TASK.
Copy each line of the following material exactly.

---------- DATA SHOWN

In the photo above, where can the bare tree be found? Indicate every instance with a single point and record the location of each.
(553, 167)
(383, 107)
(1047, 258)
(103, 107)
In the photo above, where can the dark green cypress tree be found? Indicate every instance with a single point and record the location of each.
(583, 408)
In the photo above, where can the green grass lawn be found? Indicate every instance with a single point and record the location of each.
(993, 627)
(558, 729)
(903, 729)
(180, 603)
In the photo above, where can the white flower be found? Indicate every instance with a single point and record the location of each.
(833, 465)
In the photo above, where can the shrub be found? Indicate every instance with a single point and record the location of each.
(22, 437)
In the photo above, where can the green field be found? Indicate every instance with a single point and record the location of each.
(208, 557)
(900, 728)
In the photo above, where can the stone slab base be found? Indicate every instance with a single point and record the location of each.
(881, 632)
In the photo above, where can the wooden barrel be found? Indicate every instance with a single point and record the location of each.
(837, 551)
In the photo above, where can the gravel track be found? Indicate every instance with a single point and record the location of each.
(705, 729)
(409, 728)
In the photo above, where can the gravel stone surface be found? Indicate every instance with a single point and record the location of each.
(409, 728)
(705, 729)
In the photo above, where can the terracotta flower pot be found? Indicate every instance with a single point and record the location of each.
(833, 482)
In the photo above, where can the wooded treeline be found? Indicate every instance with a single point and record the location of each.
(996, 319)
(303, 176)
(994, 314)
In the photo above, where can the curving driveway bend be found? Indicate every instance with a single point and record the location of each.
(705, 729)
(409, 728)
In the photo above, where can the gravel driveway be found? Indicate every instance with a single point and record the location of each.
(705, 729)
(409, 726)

--------------------

RESULT OF THIS EXERCISE.
In the photo above, where can the bare tree be found? Indicate every instance with a single point and record the location of each.
(553, 167)
(383, 107)
(1047, 258)
(103, 107)
In the photo above, where can the dark green cypress tree be found? Indicate every instance with a single point and record the location of each.
(583, 408)
In the photo above, where can the green grass lawn be found? Indicate every instance with a single point and record the location of each.
(993, 627)
(558, 729)
(903, 729)
(180, 603)
In the photo above, where can the white flower be found? Indicate every instance with a single point and record the location of each.
(833, 465)
In the photo above, where can the shrub be found? Indicate every instance with a single point and record the location of each.
(22, 437)
In the photo above, where can the green field be found? Indicate every instance with a single point and record the location of each.
(208, 557)
(900, 728)
In the photo above, where can the stone slab base be found? Indicate every instance with a single point and record the location of each.
(881, 632)
In the photo above, where can the wooden barrel be found? Indicate every instance with a single point and record the location of each.
(837, 551)
In the photo above, where can the gravel track be found? Indicate every instance with a single point and record the location of each.
(705, 729)
(409, 728)
In the photo above, where can the gravel stone surface be found? Indicate every instance with a single point and record the location of each.
(409, 728)
(705, 729)
In the photo above, where can the terracotta flower pot be found? Indicate every instance with a single point and record the location of each.
(833, 482)
In the photo above, where can the wooded treeline be found? Indicate every instance with a single point and record the location of each.
(996, 319)
(303, 176)
(994, 314)
In the photo above, where can the curving driveway bend be found? Indicate every instance with a single point and record the location of each.
(705, 729)
(409, 728)
In the photo above, where can the gravel driveway be found? Indicate every instance with a single point and record the location of each.
(705, 729)
(409, 726)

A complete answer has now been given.